* [Task goal] Check every line of the entries below for the word "hand", then give only the number of lines that have it.

* [Data supplied]
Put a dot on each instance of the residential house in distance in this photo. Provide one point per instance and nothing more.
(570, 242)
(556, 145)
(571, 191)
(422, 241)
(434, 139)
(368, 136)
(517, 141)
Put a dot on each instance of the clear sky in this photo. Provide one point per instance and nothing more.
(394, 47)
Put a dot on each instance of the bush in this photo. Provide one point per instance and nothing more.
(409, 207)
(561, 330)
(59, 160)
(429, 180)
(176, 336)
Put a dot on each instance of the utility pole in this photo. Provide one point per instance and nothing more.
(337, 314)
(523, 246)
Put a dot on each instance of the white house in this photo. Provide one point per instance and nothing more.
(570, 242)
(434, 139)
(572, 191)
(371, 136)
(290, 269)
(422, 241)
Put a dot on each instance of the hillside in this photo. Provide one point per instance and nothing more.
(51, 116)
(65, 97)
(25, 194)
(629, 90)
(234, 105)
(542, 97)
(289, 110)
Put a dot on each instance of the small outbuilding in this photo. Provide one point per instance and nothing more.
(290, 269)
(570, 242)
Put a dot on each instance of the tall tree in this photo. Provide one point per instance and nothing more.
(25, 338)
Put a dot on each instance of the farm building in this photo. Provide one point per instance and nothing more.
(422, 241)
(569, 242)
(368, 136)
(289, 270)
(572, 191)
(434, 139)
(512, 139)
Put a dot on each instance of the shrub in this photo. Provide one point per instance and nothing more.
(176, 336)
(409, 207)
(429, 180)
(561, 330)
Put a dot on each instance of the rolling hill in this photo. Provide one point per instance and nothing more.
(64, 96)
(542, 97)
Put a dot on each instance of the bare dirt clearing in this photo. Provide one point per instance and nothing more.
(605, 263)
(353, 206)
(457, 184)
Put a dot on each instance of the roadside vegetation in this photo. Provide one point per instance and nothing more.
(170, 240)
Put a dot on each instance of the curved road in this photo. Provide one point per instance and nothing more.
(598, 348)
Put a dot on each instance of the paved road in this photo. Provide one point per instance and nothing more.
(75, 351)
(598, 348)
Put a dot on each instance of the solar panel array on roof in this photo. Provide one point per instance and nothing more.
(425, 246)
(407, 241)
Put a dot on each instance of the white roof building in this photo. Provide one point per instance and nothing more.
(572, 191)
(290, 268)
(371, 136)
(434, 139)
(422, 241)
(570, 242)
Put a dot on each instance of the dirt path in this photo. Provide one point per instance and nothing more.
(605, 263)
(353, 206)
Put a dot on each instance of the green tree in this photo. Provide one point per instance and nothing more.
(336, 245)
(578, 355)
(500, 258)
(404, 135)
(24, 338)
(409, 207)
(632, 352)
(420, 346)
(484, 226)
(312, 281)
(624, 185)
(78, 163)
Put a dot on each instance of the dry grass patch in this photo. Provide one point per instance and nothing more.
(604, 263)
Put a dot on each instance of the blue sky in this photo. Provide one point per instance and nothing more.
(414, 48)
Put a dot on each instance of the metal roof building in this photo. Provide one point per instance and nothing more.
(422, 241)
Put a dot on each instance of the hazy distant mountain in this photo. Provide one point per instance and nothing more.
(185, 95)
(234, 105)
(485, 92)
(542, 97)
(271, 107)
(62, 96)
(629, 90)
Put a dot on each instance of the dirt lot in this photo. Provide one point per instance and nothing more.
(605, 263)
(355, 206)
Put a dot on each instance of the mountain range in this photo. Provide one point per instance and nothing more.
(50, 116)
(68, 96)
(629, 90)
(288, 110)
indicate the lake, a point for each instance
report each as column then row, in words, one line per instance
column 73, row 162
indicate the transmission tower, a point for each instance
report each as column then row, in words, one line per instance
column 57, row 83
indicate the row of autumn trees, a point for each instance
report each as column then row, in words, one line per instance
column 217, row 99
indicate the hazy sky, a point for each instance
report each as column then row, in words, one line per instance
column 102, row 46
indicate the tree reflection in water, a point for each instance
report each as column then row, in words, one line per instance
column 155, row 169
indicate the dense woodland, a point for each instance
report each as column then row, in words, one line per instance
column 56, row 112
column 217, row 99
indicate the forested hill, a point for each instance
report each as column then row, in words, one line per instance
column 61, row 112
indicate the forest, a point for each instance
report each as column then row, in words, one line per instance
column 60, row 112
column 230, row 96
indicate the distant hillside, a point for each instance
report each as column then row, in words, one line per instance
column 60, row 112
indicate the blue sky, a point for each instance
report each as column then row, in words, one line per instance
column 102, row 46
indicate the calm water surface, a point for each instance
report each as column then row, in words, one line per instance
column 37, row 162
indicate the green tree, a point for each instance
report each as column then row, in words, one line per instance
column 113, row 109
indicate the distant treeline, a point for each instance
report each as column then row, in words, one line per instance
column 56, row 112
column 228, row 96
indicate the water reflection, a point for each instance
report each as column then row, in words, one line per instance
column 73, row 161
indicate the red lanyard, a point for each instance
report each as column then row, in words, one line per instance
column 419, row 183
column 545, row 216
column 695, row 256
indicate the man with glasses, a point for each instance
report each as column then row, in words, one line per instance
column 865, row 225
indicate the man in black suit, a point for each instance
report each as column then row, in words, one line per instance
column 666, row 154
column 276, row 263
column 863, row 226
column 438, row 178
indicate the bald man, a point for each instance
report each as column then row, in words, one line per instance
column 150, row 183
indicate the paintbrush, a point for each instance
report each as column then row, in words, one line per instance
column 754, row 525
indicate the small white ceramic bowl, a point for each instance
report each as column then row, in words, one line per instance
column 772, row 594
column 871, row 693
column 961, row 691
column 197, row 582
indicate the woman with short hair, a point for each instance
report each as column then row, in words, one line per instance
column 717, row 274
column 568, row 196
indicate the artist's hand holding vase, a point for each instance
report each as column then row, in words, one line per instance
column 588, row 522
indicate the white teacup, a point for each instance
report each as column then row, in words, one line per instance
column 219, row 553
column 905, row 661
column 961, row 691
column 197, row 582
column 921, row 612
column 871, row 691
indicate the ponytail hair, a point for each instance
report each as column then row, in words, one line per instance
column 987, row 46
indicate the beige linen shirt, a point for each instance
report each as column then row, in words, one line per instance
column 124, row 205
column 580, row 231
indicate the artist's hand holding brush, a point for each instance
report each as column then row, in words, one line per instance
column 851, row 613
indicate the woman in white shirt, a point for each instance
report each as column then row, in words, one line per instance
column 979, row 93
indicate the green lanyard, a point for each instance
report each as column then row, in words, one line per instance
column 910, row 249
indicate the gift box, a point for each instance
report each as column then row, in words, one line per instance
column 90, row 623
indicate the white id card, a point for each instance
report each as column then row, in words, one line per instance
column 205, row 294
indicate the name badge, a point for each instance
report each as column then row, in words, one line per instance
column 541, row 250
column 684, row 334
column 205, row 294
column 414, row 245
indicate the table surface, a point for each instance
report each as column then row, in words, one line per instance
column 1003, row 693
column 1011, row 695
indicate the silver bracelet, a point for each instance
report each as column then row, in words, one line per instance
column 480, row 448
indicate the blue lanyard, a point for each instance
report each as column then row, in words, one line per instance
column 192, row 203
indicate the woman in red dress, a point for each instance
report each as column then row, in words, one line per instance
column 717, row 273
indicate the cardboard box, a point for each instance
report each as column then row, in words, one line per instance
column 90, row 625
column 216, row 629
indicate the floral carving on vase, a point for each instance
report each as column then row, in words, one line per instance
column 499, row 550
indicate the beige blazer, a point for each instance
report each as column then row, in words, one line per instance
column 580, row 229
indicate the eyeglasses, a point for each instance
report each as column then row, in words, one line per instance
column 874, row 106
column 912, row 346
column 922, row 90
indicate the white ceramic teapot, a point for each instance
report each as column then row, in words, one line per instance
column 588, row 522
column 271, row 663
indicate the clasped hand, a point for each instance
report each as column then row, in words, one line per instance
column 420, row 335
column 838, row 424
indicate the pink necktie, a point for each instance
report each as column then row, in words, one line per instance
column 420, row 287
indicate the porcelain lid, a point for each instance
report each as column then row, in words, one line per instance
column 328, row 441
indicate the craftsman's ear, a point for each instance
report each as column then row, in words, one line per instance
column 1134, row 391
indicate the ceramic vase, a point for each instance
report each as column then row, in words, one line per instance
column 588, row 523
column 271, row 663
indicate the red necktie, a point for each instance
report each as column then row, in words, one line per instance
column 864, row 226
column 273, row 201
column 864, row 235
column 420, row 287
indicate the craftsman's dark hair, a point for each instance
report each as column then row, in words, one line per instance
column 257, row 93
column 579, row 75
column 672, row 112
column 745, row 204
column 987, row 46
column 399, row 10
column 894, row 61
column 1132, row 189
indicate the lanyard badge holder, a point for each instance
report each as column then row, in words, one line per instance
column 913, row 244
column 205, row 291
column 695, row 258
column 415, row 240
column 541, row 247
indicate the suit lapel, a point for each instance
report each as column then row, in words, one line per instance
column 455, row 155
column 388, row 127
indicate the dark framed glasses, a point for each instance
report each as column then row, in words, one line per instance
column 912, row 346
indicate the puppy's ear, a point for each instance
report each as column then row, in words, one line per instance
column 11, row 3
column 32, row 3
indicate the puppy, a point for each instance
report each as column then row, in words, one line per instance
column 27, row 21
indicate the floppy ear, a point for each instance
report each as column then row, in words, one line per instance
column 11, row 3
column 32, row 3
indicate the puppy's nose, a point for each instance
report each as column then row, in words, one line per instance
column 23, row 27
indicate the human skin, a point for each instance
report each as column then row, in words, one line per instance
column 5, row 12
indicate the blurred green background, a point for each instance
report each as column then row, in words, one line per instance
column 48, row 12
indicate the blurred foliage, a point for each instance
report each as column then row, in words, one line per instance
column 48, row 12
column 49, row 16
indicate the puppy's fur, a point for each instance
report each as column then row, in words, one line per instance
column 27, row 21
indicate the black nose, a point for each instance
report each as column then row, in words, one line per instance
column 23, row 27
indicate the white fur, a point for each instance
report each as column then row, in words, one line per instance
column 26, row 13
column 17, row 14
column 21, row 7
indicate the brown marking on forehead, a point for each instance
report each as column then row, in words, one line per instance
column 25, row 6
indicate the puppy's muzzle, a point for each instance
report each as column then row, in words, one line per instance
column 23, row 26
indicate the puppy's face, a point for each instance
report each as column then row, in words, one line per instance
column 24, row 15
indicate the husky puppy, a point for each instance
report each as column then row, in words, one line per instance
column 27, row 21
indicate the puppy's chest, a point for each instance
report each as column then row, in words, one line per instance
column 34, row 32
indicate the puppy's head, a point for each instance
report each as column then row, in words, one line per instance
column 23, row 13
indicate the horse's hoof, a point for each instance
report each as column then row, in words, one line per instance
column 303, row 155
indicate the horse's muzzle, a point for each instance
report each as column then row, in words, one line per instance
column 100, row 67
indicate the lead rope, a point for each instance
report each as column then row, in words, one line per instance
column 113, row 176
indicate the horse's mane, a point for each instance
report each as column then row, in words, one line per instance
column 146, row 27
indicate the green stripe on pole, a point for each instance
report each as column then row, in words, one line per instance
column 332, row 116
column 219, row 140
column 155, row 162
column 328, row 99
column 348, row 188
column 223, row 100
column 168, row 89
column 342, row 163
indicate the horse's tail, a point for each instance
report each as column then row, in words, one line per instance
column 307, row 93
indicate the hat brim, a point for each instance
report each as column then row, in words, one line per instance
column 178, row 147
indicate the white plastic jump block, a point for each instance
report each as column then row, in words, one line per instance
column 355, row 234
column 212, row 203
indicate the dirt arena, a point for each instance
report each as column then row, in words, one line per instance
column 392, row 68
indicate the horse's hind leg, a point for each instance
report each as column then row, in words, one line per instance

* [The answer] 3